Data extract:
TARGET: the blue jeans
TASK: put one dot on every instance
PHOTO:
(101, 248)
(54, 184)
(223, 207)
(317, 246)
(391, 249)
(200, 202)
==
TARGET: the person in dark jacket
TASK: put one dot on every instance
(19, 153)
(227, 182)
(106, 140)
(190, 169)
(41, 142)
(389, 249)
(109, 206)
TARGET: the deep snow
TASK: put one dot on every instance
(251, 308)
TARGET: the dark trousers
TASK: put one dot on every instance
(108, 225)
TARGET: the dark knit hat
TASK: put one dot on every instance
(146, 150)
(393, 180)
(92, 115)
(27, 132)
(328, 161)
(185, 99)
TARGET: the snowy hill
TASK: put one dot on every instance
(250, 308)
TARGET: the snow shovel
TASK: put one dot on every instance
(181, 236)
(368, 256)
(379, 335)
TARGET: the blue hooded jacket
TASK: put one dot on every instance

What the task requires:
In the records above, how many lines hold the string "blue"? Only the number should be given.

Response to this task:
2